• **Given exercise**: Produce a verbatim transcription of the records below, beginning at the line containing "Exercise. Point to the shorts" and ending at the final line; include only those lines.

--- Given records ---

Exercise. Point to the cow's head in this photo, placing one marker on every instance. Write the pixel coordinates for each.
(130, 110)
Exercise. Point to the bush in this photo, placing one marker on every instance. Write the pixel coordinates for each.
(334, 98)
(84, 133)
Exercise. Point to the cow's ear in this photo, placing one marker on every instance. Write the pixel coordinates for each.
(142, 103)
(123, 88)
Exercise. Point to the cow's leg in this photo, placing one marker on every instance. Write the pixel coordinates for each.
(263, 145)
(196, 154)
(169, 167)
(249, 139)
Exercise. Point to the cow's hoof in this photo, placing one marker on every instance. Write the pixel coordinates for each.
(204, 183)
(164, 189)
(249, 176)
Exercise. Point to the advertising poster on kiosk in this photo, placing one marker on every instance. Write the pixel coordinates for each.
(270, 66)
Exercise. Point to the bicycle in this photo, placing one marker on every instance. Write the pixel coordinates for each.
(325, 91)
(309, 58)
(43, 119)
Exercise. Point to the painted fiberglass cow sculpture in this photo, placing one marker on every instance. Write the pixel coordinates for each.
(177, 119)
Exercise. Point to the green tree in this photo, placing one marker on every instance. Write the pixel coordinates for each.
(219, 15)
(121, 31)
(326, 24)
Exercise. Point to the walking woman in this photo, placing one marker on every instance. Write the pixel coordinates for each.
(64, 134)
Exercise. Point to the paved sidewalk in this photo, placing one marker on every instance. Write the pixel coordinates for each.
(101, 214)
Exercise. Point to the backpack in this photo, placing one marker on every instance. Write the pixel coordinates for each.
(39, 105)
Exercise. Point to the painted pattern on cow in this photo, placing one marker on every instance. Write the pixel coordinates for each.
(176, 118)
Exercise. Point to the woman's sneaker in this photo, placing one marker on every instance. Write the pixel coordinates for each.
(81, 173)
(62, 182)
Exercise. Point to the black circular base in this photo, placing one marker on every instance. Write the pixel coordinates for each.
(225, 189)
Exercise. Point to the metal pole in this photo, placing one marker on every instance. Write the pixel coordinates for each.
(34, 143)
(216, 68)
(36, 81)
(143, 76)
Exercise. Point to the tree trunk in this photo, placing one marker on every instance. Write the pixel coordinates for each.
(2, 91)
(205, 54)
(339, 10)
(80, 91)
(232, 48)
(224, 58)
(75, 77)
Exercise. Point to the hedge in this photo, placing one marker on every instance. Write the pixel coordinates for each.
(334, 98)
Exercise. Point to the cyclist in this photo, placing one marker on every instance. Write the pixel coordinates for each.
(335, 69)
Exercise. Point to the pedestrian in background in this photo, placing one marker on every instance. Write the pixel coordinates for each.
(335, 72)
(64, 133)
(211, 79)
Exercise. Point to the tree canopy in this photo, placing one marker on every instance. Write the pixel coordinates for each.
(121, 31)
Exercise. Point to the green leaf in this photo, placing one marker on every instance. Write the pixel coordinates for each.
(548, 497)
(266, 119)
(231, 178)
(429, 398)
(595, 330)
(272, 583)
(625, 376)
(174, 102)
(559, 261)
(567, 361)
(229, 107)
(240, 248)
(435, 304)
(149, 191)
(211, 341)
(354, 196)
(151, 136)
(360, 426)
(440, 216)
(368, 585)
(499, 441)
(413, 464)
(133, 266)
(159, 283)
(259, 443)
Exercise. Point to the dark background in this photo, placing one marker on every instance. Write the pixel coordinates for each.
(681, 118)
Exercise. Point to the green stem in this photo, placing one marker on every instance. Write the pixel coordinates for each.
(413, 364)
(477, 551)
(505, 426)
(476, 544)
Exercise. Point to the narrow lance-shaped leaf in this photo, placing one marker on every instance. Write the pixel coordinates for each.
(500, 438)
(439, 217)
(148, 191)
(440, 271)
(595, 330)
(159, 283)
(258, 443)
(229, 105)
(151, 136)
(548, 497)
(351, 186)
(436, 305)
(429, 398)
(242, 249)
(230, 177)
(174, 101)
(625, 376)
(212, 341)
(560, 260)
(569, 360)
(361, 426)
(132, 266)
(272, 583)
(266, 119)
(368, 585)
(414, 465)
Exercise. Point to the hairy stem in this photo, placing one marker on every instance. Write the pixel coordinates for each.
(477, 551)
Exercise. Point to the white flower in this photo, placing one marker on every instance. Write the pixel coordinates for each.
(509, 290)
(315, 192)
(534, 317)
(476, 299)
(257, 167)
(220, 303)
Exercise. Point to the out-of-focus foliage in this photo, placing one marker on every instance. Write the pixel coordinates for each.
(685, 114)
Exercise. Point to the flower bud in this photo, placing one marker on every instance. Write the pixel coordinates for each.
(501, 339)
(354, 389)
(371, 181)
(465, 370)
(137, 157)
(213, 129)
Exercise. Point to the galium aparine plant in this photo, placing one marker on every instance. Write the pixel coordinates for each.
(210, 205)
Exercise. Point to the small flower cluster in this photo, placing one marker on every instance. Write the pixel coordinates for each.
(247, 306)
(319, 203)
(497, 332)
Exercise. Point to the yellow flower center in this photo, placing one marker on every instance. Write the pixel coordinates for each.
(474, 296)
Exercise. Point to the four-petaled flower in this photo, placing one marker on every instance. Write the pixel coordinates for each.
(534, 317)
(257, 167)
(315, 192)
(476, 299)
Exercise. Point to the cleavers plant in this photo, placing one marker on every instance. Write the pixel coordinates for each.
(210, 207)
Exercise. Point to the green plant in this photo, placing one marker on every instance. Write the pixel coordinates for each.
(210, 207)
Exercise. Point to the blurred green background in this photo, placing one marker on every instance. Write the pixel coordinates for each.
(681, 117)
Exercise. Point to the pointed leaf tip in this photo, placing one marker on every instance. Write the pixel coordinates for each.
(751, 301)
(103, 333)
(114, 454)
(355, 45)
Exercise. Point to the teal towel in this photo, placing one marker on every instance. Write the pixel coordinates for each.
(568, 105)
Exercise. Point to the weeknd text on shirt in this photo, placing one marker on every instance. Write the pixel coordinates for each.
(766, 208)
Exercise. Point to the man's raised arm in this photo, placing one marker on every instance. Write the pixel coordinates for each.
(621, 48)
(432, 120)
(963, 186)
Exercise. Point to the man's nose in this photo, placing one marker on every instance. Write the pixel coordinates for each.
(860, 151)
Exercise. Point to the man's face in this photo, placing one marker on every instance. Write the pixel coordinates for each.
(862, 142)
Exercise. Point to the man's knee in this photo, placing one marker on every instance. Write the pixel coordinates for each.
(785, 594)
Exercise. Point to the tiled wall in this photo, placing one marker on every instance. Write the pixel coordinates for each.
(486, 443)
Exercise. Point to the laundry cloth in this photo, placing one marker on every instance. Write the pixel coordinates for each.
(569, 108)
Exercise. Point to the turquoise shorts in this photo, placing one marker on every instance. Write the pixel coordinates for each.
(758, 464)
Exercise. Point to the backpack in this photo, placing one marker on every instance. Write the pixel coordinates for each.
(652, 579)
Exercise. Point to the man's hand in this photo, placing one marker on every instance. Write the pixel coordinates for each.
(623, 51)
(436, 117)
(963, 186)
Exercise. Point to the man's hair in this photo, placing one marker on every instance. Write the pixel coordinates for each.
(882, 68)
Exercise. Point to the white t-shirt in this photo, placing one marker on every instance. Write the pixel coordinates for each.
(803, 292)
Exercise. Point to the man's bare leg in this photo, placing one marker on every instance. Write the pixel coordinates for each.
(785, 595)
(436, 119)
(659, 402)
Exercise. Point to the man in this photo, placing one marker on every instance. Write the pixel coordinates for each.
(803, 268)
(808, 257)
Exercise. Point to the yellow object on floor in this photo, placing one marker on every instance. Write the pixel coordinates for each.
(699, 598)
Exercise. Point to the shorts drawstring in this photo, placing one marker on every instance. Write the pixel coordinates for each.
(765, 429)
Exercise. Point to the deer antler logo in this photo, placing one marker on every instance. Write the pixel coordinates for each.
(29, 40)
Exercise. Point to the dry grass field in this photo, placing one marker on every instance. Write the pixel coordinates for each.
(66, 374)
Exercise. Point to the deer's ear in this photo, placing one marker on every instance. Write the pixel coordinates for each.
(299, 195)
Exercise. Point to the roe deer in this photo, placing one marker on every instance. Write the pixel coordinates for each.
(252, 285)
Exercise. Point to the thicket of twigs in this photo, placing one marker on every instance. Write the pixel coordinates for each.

---

• **Solution to this problem**:
Exercise. Point to the shorts drawstring in this photo, placing one marker on every instance. Write the pixel coordinates for each.
(765, 429)
Exercise. Point to the deer antler logo in this photo, placing one marker on every instance. Write the pixel coordinates for each.
(29, 40)
Exercise. Point to the dry grass field in this photo, placing one marker on every instance. Write the pixel coordinates for each.
(66, 374)
Exercise. Point to the deer's ear in this photo, placing one marker on every instance. Write the pixel coordinates for each.
(299, 195)
Exercise. Point to the roe deer in this photo, placing one marker on every instance. Write the pixel coordinates for each.
(252, 285)
Exercise. Point to the thicket of twigs in this photo, placing one marker on every instance. Write the pixel coordinates for each.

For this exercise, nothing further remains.